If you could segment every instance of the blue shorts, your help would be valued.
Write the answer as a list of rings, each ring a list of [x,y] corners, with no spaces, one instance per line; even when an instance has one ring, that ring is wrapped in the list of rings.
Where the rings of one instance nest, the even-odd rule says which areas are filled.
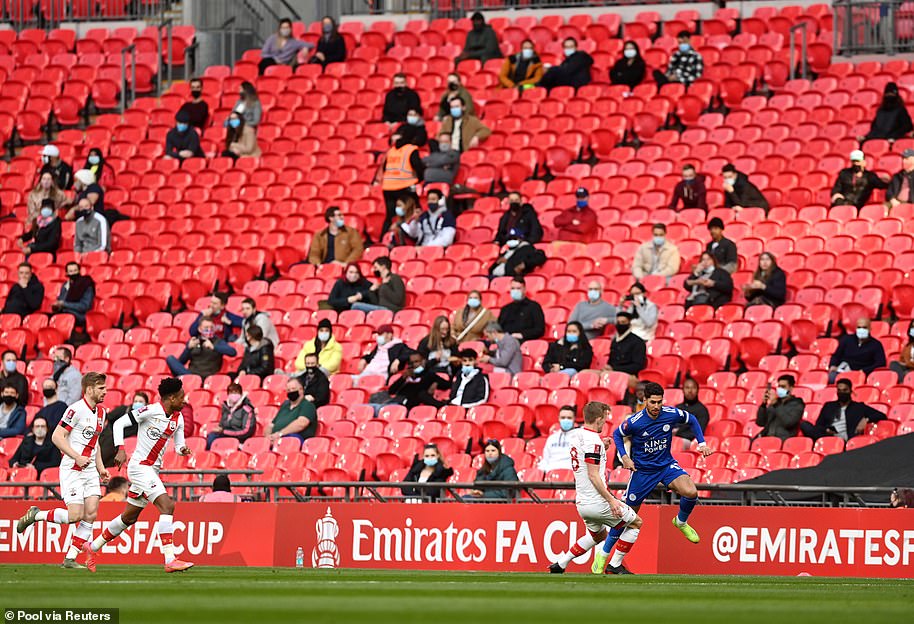
[[[625,498],[622,500],[629,507],[637,507],[644,502],[645,498],[650,496],[650,493],[654,491],[658,484],[662,483],[669,487],[670,483],[677,478],[688,474],[675,461],[662,470],[645,472],[644,469],[639,469],[632,473],[628,488],[625,490]]]

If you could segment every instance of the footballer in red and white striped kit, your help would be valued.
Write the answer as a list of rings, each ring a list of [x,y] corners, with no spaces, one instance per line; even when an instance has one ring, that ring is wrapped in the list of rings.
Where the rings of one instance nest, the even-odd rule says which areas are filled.
[[[92,523],[98,515],[101,484],[108,481],[108,470],[102,463],[98,436],[105,426],[107,412],[101,407],[108,389],[105,375],[86,373],[82,380],[83,398],[67,408],[54,430],[51,441],[63,453],[60,461],[60,493],[66,508],[39,511],[30,507],[19,518],[16,531],[22,533],[35,522],[73,524],[73,532],[62,568],[85,568],[76,562],[82,547],[92,541]]]
[[[194,565],[175,558],[175,501],[165,491],[159,478],[169,438],[174,439],[175,452],[180,455],[191,454],[191,450],[184,445],[184,416],[181,414],[184,405],[184,386],[180,379],[170,377],[159,383],[158,403],[130,410],[114,423],[114,444],[117,447],[114,463],[118,466],[123,465],[127,459],[124,452],[124,430],[131,422],[137,424],[136,450],[127,464],[130,490],[124,513],[112,520],[94,542],[83,546],[86,567],[90,572],[95,572],[96,553],[135,523],[149,502],[159,510],[158,533],[162,554],[165,556],[165,571],[181,572]]]

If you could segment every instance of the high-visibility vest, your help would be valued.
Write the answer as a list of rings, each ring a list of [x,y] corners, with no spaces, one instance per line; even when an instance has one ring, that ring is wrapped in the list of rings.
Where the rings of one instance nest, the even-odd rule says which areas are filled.
[[[416,172],[409,164],[409,157],[418,147],[411,143],[403,147],[392,147],[387,152],[384,164],[384,181],[381,187],[385,191],[399,191],[419,183]]]

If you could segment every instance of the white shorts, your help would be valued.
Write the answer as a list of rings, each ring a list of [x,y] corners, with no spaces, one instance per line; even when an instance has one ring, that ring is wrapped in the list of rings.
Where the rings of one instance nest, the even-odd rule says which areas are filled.
[[[591,505],[578,505],[578,514],[584,521],[584,526],[591,533],[599,533],[604,527],[612,528],[618,524],[628,524],[638,517],[635,510],[625,503],[622,503],[622,517],[614,516],[606,501]]]
[[[159,478],[159,471],[152,466],[127,464],[127,478],[130,479],[127,502],[131,505],[145,507],[147,503],[166,493],[165,486]]]
[[[92,496],[102,495],[102,485],[98,470],[89,465],[82,470],[62,468],[60,470],[60,493],[67,505],[82,505]]]

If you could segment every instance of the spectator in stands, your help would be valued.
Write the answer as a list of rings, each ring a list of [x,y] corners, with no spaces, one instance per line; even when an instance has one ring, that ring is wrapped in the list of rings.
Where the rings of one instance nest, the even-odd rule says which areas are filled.
[[[634,90],[644,82],[647,64],[641,56],[641,48],[635,41],[626,41],[622,48],[622,57],[609,70],[609,81],[615,85],[625,85]]]
[[[666,73],[659,69],[654,70],[654,82],[658,86],[668,82],[681,82],[688,87],[704,73],[704,59],[692,47],[692,33],[687,30],[680,31],[676,39],[679,41],[679,48],[670,56]]]
[[[187,113],[187,123],[199,130],[201,136],[206,132],[206,125],[209,123],[209,104],[203,99],[203,80],[190,79],[190,101],[184,102],[178,111]]]
[[[523,231],[514,228],[508,232],[504,248],[489,267],[489,277],[524,276],[544,264],[546,252],[524,240]]]
[[[486,326],[494,320],[492,312],[482,305],[482,294],[471,290],[467,294],[466,305],[455,310],[451,317],[454,339],[457,344],[482,340]]]
[[[908,114],[904,99],[898,93],[898,85],[889,82],[882,91],[882,102],[876,109],[870,131],[866,136],[857,138],[861,143],[870,139],[887,139],[891,142],[910,135],[912,130],[914,124],[911,123],[911,115]]]
[[[831,189],[832,206],[863,208],[870,201],[875,189],[887,189],[889,178],[882,179],[866,168],[866,157],[860,150],[851,152],[851,166],[838,172]]]
[[[3,314],[18,314],[26,317],[41,309],[44,302],[44,284],[32,272],[32,265],[22,262],[19,265],[18,281],[10,287],[3,305]]]
[[[206,436],[206,450],[219,438],[233,438],[242,444],[257,429],[257,411],[240,384],[231,383],[226,388],[222,402],[222,415]]]
[[[797,435],[806,403],[791,394],[796,383],[793,375],[781,375],[774,392],[769,384],[755,415],[755,424],[762,428],[760,436],[786,440]]]
[[[511,230],[522,233],[524,240],[534,245],[543,240],[543,226],[540,225],[533,204],[525,202],[518,191],[508,193],[505,201],[507,209],[498,220],[495,242],[499,245],[507,243],[508,233]]]
[[[844,334],[838,339],[838,347],[828,361],[828,383],[835,383],[840,373],[849,370],[863,371],[867,375],[878,368],[885,368],[885,348],[873,338],[870,319],[857,319],[853,334]]]
[[[486,61],[494,58],[501,58],[501,49],[498,47],[498,35],[495,30],[486,24],[486,18],[482,13],[476,11],[470,18],[473,22],[473,28],[467,32],[466,41],[463,44],[463,52],[454,59],[454,64],[460,64],[460,61],[476,59],[483,65]]]
[[[190,125],[190,115],[184,111],[175,114],[175,127],[165,135],[165,158],[203,158],[200,135]]]
[[[333,283],[327,299],[318,302],[321,310],[336,310],[343,312],[352,308],[352,304],[364,301],[371,291],[371,282],[364,275],[357,264],[350,264],[343,271],[343,277]]]
[[[329,15],[321,20],[321,37],[317,40],[317,50],[309,63],[317,63],[326,68],[330,63],[342,63],[346,60],[346,40],[340,34],[339,26]]]
[[[406,476],[404,483],[445,483],[454,476],[454,470],[434,444],[426,444],[422,449],[422,459],[417,459]],[[432,502],[441,497],[441,490],[435,488],[402,487],[403,496],[428,497]]]
[[[283,18],[279,21],[279,28],[267,37],[260,50],[260,63],[257,66],[262,76],[267,67],[273,65],[294,65],[299,52],[310,50],[314,45],[296,39],[292,36],[292,20]],[[193,83],[191,83],[193,89]]]
[[[216,327],[211,318],[204,318],[199,324],[200,336],[193,336],[179,357],[169,355],[165,358],[169,370],[176,377],[182,375],[199,375],[206,379],[222,370],[225,356],[235,357],[237,351],[224,339],[216,335]]]
[[[632,274],[635,279],[646,275],[662,275],[669,280],[679,273],[679,248],[666,237],[666,225],[654,224],[653,238],[638,248]]]
[[[520,342],[511,334],[505,333],[497,322],[492,321],[486,325],[486,341],[489,343],[489,351],[479,356],[480,362],[491,364],[496,373],[516,375],[524,369]]]
[[[55,314],[69,314],[76,319],[77,325],[84,326],[86,314],[95,302],[95,280],[83,275],[76,262],[68,262],[66,272],[67,281],[60,287],[60,294],[51,304],[51,310]]]
[[[260,156],[257,133],[244,124],[244,116],[238,111],[232,111],[225,120],[225,149],[222,155],[232,160],[242,156]]]
[[[489,138],[492,131],[479,118],[467,110],[461,97],[453,97],[450,102],[449,114],[442,119],[441,129],[438,134],[438,143],[441,135],[451,137],[451,149],[465,152],[478,147],[480,143]]]
[[[317,435],[317,409],[305,400],[298,378],[290,377],[286,382],[286,399],[273,422],[266,426],[264,435],[274,443],[280,438],[298,438],[304,442]]]
[[[346,219],[339,206],[330,206],[324,211],[327,223],[311,239],[308,251],[308,262],[314,265],[337,264],[349,265],[358,262],[364,251],[362,237],[355,228],[346,227]]]
[[[839,379],[835,389],[838,400],[822,405],[816,424],[806,420],[800,422],[800,430],[807,438],[818,440],[835,436],[846,441],[865,434],[871,423],[885,420],[885,414],[879,410],[853,400],[854,385],[850,379]]]
[[[527,297],[527,282],[520,275],[511,280],[511,303],[501,309],[498,324],[520,340],[536,340],[546,333],[543,308]]]
[[[519,481],[517,471],[514,469],[514,460],[501,452],[501,443],[498,440],[486,440],[486,462],[476,473],[476,483],[481,481]],[[471,490],[470,496],[479,498],[508,499],[514,496],[513,489],[485,488],[484,490]]]
[[[22,408],[19,408],[22,409]],[[0,413],[2,413],[0,408]],[[24,422],[23,422],[24,424]],[[48,429],[48,421],[40,416],[32,420],[32,430],[19,443],[19,448],[10,457],[10,468],[22,468],[23,466],[34,466],[38,471],[38,476],[45,468],[56,468],[60,465],[60,451],[51,442],[51,433]]]
[[[593,362],[593,347],[584,333],[584,326],[572,321],[565,326],[565,337],[549,345],[543,358],[543,370],[547,373],[565,373],[574,377],[587,370]]]
[[[393,265],[387,256],[376,258],[371,263],[371,270],[379,281],[371,286],[368,293],[363,295],[359,292],[353,295],[353,297],[358,297],[352,304],[353,310],[399,312],[403,309],[406,305],[406,285],[403,283],[403,278],[391,271],[392,268]]]
[[[717,258],[708,251],[701,254],[683,287],[689,292],[685,300],[686,308],[709,305],[716,310],[733,299],[733,278],[717,266]]]
[[[574,405],[563,405],[559,408],[559,429],[550,433],[546,438],[543,456],[537,464],[537,467],[543,472],[571,470],[571,441],[568,439],[568,432],[574,429],[577,412]]]
[[[739,255],[736,253],[736,243],[729,238],[724,238],[724,222],[720,217],[708,221],[708,232],[711,240],[705,251],[717,259],[717,266],[727,273],[734,273],[739,267]]]
[[[678,210],[679,202],[682,209],[696,208],[708,209],[708,190],[705,188],[705,176],[695,170],[695,165],[687,163],[682,167],[682,180],[673,189],[673,198],[670,200],[670,210]]]
[[[574,87],[575,89],[590,84],[590,68],[593,57],[578,50],[578,41],[574,37],[565,39],[562,47],[565,59],[560,65],[550,67],[543,74],[539,86],[545,89],[554,87]]]
[[[394,74],[393,88],[384,97],[384,110],[381,121],[389,124],[400,124],[407,121],[409,111],[418,111],[421,115],[422,102],[419,94],[406,84],[406,74]]]
[[[543,61],[530,39],[521,42],[520,52],[505,57],[498,74],[498,82],[505,89],[530,89],[542,79]]]
[[[589,206],[590,193],[583,186],[575,191],[575,205],[555,217],[558,240],[589,243],[599,233],[597,213]]]
[[[763,251],[758,257],[758,268],[752,281],[743,284],[746,307],[766,305],[772,308],[784,305],[787,300],[787,274],[778,266],[774,254]]]
[[[609,361],[604,371],[619,371],[632,376],[637,383],[638,373],[647,368],[647,343],[632,331],[632,315],[620,310],[616,313],[616,335],[609,348]]]
[[[603,299],[603,284],[599,280],[590,280],[587,284],[587,299],[579,301],[568,323],[579,323],[584,328],[587,340],[603,335],[603,330],[616,318],[616,306]]]
[[[732,163],[727,163],[721,169],[724,179],[724,205],[739,212],[743,208],[764,208],[768,214],[768,200],[762,191],[749,181],[742,171],[737,171]]]

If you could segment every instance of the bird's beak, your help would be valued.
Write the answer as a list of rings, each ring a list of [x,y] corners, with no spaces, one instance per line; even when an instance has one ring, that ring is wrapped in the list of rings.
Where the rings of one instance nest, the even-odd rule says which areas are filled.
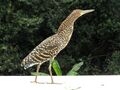
[[[93,12],[93,11],[94,11],[94,9],[90,9],[90,10],[81,10],[80,15],[82,16],[82,15],[84,15],[84,14],[86,14],[86,13],[90,13],[90,12]]]

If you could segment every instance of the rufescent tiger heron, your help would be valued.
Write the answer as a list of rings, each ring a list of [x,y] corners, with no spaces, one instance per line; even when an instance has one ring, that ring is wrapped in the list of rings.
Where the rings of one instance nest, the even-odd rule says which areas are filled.
[[[40,66],[50,61],[49,64],[49,73],[51,76],[51,83],[53,82],[51,64],[52,60],[57,56],[57,54],[63,50],[73,34],[74,22],[82,15],[93,12],[93,9],[90,10],[81,10],[75,9],[72,13],[61,23],[58,28],[57,33],[48,37],[42,41],[38,46],[36,46],[24,59],[22,66],[25,69],[37,65],[36,72],[39,72]],[[37,75],[35,76],[35,83],[37,82]]]

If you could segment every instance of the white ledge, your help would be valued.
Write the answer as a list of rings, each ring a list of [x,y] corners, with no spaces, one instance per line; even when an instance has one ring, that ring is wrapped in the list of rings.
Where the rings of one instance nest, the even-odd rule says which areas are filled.
[[[31,83],[34,76],[0,76],[1,90],[120,90],[120,76],[39,76],[44,84]]]

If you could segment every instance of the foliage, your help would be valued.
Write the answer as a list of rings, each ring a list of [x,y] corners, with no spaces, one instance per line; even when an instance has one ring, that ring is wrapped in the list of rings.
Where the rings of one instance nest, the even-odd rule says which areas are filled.
[[[54,71],[55,71],[57,76],[61,76],[62,75],[62,71],[61,71],[60,65],[57,62],[57,60],[53,60],[52,67],[53,67],[53,69],[54,69]]]
[[[0,75],[30,75],[22,59],[53,35],[76,8],[95,9],[75,22],[68,46],[56,57],[62,74],[82,59],[78,74],[120,74],[120,0],[1,0]],[[41,70],[47,71],[47,64]],[[47,72],[48,73],[48,72]]]

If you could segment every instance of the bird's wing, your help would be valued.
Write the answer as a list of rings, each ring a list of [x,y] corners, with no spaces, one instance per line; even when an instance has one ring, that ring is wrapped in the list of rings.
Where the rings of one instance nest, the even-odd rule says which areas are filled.
[[[54,58],[60,51],[60,43],[57,38],[56,36],[51,36],[36,46],[23,60],[23,66],[28,68]]]

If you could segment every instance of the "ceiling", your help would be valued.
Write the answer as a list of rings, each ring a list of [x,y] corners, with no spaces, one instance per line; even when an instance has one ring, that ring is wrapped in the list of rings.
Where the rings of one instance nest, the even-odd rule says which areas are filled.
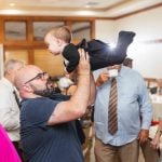
[[[0,14],[118,18],[162,5],[162,0],[0,0]]]

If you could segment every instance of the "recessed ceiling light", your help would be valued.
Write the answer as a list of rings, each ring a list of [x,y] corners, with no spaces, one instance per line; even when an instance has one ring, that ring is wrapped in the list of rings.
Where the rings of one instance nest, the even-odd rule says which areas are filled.
[[[98,5],[98,4],[99,4],[99,2],[87,2],[87,3],[85,4],[85,8],[96,6],[96,5]]]
[[[14,5],[15,5],[15,3],[10,3],[9,5],[10,5],[10,6],[14,6]]]

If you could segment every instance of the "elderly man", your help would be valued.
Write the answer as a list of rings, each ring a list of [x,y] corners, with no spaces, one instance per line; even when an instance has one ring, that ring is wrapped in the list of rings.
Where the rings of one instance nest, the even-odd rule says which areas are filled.
[[[19,143],[19,107],[16,89],[13,85],[15,75],[24,66],[16,59],[4,64],[4,77],[0,80],[0,123],[21,156]]]
[[[22,145],[29,162],[83,162],[73,120],[83,116],[95,99],[89,56],[80,50],[78,87],[67,102],[42,97],[48,75],[37,66],[26,66],[15,80],[22,102]],[[25,75],[24,75],[25,73]]]

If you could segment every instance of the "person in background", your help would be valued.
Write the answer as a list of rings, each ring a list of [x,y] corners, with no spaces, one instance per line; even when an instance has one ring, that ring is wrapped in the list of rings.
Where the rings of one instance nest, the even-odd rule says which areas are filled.
[[[78,48],[84,49],[90,54],[91,70],[107,67],[109,65],[121,64],[126,57],[129,45],[135,37],[133,31],[120,31],[116,49],[100,40],[86,42],[83,39],[78,45],[71,43],[71,31],[67,26],[53,28],[44,37],[49,51],[65,58],[66,72],[72,72],[78,66],[80,56]]]
[[[130,68],[133,68],[133,59],[130,58],[130,57],[126,57],[123,62],[123,65],[126,66],[126,67],[130,67]],[[141,119],[143,120],[143,119]],[[153,150],[151,148],[151,138],[149,137],[148,140],[144,144],[140,145],[140,148],[141,148],[141,152],[144,154],[144,159],[145,159],[145,162],[158,162],[159,161],[159,149],[158,151],[157,150]],[[156,141],[156,139],[154,139]]]
[[[24,63],[9,59],[4,64],[4,77],[0,80],[0,123],[5,129],[18,154],[19,149],[19,106],[17,90],[13,85],[16,73]],[[16,95],[17,94],[17,95]]]
[[[124,62],[123,62],[123,65],[124,65],[124,66],[127,66],[127,67],[130,67],[130,68],[133,68],[133,59],[130,58],[130,57],[126,57],[126,58],[124,59]]]
[[[22,146],[28,162],[83,162],[73,121],[95,100],[89,55],[79,50],[78,86],[69,100],[42,97],[48,75],[37,66],[26,66],[15,85],[23,98],[21,109]],[[26,73],[26,75],[24,75]]]
[[[112,84],[117,93],[114,87],[111,90]],[[152,106],[143,77],[131,68],[116,65],[100,72],[96,85],[96,162],[138,162],[139,144],[148,140],[152,119]],[[116,98],[111,98],[111,93]],[[111,106],[114,106],[112,119]]]

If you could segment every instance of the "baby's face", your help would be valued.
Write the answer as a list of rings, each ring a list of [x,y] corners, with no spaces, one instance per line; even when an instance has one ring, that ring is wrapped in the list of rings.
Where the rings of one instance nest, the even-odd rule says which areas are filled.
[[[59,41],[57,38],[55,38],[54,36],[52,36],[51,33],[48,33],[44,38],[44,42],[48,45],[48,50],[54,54],[54,55],[58,55],[62,52],[60,45],[59,45]]]

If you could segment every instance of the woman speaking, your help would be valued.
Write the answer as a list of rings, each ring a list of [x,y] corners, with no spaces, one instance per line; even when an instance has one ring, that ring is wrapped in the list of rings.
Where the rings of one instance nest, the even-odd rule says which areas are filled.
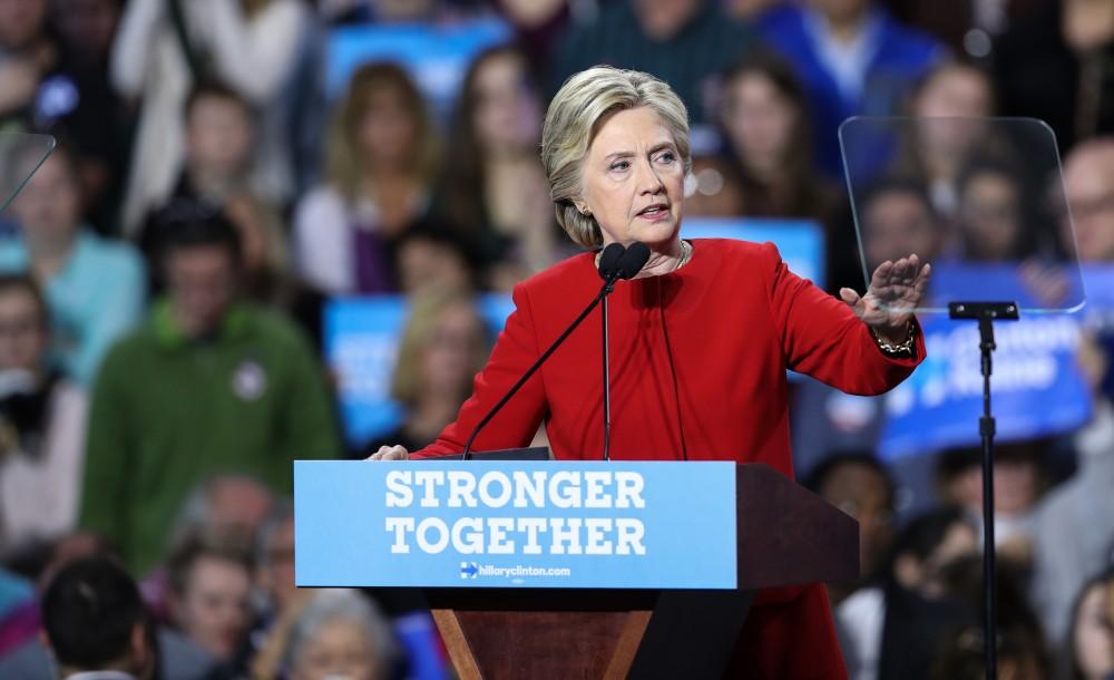
[[[843,289],[841,302],[790,272],[772,244],[681,239],[687,117],[656,78],[607,67],[569,78],[546,114],[541,158],[557,220],[590,252],[516,286],[473,395],[433,444],[372,459],[461,451],[596,295],[599,249],[612,243],[651,250],[609,298],[612,458],[765,463],[791,476],[786,369],[877,395],[924,359],[911,310],[929,265],[915,254],[880,265],[862,297]],[[599,458],[600,323],[593,314],[570,334],[473,448],[526,446],[545,422],[556,458]],[[747,677],[846,678],[823,587],[760,593],[732,666]]]

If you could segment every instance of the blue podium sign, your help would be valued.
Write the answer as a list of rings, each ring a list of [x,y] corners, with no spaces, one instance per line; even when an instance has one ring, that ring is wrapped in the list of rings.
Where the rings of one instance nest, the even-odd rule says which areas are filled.
[[[733,589],[734,468],[297,460],[295,582]]]

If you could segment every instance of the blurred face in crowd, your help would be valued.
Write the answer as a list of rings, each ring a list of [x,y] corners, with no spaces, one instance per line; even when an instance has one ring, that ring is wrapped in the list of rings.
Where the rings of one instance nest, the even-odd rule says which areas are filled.
[[[867,0],[810,0],[809,4],[833,23],[853,21],[867,9]]]
[[[52,13],[68,43],[87,55],[108,56],[120,18],[119,0],[55,0]]]
[[[167,289],[175,320],[189,336],[214,331],[235,297],[235,263],[222,245],[178,247],[167,254]]]
[[[380,87],[368,95],[356,130],[360,150],[369,165],[403,168],[412,165],[418,127],[402,93]]]
[[[22,288],[0,290],[0,371],[40,370],[47,351],[45,311]]]
[[[47,0],[0,0],[0,47],[20,49],[42,33]]]
[[[1015,258],[1022,231],[1020,187],[1009,176],[988,169],[973,175],[960,192],[959,220],[967,258]]]
[[[885,191],[876,195],[861,215],[867,269],[916,253],[921,262],[936,255],[936,221],[925,198],[913,192]]]
[[[907,590],[920,593],[928,600],[939,600],[946,594],[941,574],[951,562],[974,555],[979,550],[979,537],[967,522],[956,522],[945,532],[940,544],[924,561],[916,555],[898,555],[893,564],[893,576]]]
[[[893,499],[885,477],[860,463],[837,467],[820,495],[859,521],[859,564],[870,574],[889,547],[893,531]]]
[[[1024,515],[1039,496],[1040,472],[1033,460],[1005,458],[994,463],[994,509],[1001,515]],[[981,502],[981,494],[979,495]]]
[[[635,17],[651,38],[667,40],[677,35],[705,0],[634,0]]]
[[[925,122],[918,129],[922,153],[960,158],[986,136],[986,124],[978,119],[994,114],[990,80],[969,66],[940,67],[913,97],[911,114],[918,118],[964,118]]]
[[[208,516],[211,532],[240,538],[251,547],[255,532],[271,511],[271,492],[247,477],[227,477],[209,488]]]
[[[1029,459],[1000,458],[994,463],[994,511],[1003,516],[1022,515],[1036,503],[1040,474]],[[973,512],[983,508],[983,468],[975,464],[947,480],[945,494]]]
[[[379,663],[363,626],[344,618],[326,621],[294,662],[292,680],[379,680]]]
[[[1105,680],[1114,672],[1114,620],[1105,604],[1111,587],[1111,582],[1088,587],[1075,614],[1072,647],[1086,680]]]
[[[642,241],[653,246],[676,237],[685,164],[673,134],[653,109],[632,108],[606,118],[580,172],[577,207],[590,211],[604,245]]]
[[[214,555],[198,557],[173,609],[190,640],[221,660],[229,659],[251,624],[247,569]]]
[[[271,535],[256,573],[258,586],[274,602],[277,612],[286,611],[297,590],[294,587],[294,518],[290,517]]]
[[[1079,260],[1114,260],[1114,144],[1083,143],[1064,166],[1064,187],[1075,223]],[[1061,224],[1065,242],[1071,242],[1071,223]]]
[[[1061,4],[1061,29],[1068,47],[1088,52],[1114,39],[1114,2],[1065,0]]]
[[[32,167],[29,162],[26,172]],[[32,249],[68,245],[80,212],[77,177],[61,156],[48,156],[11,202],[11,213]]]
[[[534,152],[541,133],[541,110],[527,81],[526,64],[499,54],[476,72],[472,125],[489,154]]]
[[[468,290],[468,263],[453,247],[431,239],[408,239],[399,249],[399,278],[408,295],[426,290]]]
[[[980,118],[991,115],[994,95],[986,75],[969,66],[950,65],[929,76],[913,99],[913,115]]]
[[[190,167],[225,176],[246,171],[252,150],[248,113],[235,99],[198,97],[186,123],[186,158]]]
[[[785,159],[798,111],[764,74],[746,71],[724,91],[723,127],[735,154],[752,169],[776,169]]]
[[[444,308],[422,352],[423,390],[468,396],[485,351],[483,322],[466,302]]]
---*---
* Directions
Pick out and copy every line in the listing above that contains the string "shorts". Match case exactly.

* Solution
If you could segment every instance of the blue shorts, your help would be valued.
If you could segment every instance of the white shorts, your help would be valued.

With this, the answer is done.